## Begin
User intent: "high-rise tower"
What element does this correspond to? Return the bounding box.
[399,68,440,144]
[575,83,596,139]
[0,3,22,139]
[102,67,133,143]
## End
> STATED PROBLEM:
Please rescale the material above by giving every line again, requests included, with each bounding-box coordinate in the answers multiplied by 1.1 and rounded to a whole number, halves rounding up.

> EXERCISE RESPONSE:
User intent: "high-rise tower"
What element does this correspond to? Return the bounding box.
[439,75,484,158]
[633,91,656,153]
[0,3,24,153]
[112,74,146,157]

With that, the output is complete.